→ What is being asked
Turn each line of the entries below into a row of a Markdown table with the columns "Row" and "Line". Skip blank lines and leave the pictures out.

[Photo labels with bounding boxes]
'''
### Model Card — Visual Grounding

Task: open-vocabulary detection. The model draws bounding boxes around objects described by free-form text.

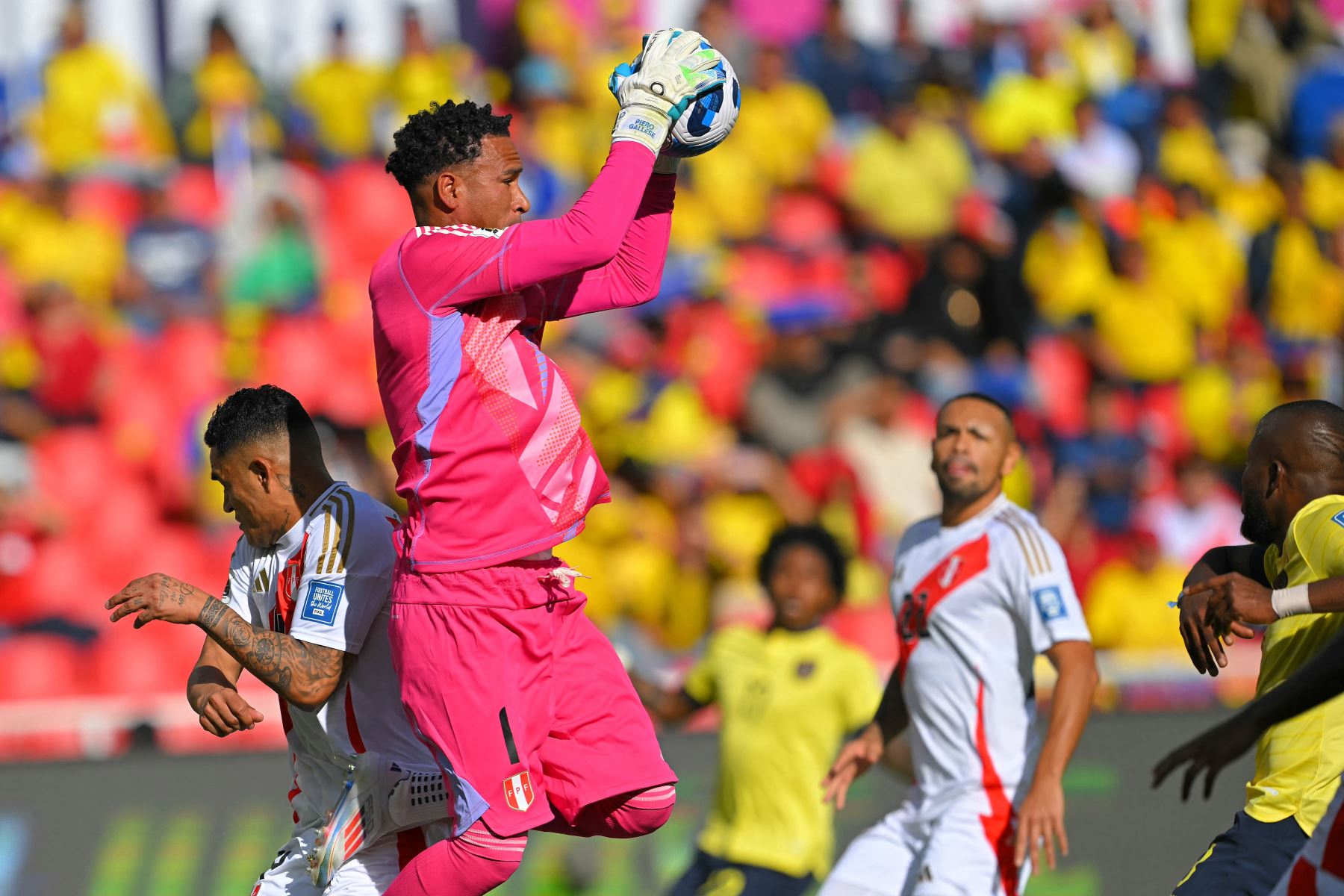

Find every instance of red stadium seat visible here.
[70,177,143,234]
[32,427,119,521]
[0,634,87,700]
[87,619,205,694]
[314,161,413,276]
[828,603,897,671]
[167,165,223,227]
'''
→ Worked solution
| Row | Line |
|---|---|
| 1 | ### Model Card — Visual Grounding |
| 2 | Task: open-vocabulary detection. The model draws bounding boxes around objects described by free-form text. |
| 3 | Find every instance of red stadium seat visible here. |
| 4 | [70,177,143,234] |
| 5 | [32,427,119,521] |
| 6 | [0,634,87,700] |
| 7 | [87,619,205,694] |
| 8 | [314,161,413,276] |
| 9 | [828,603,897,671] |
| 10 | [167,165,223,227] |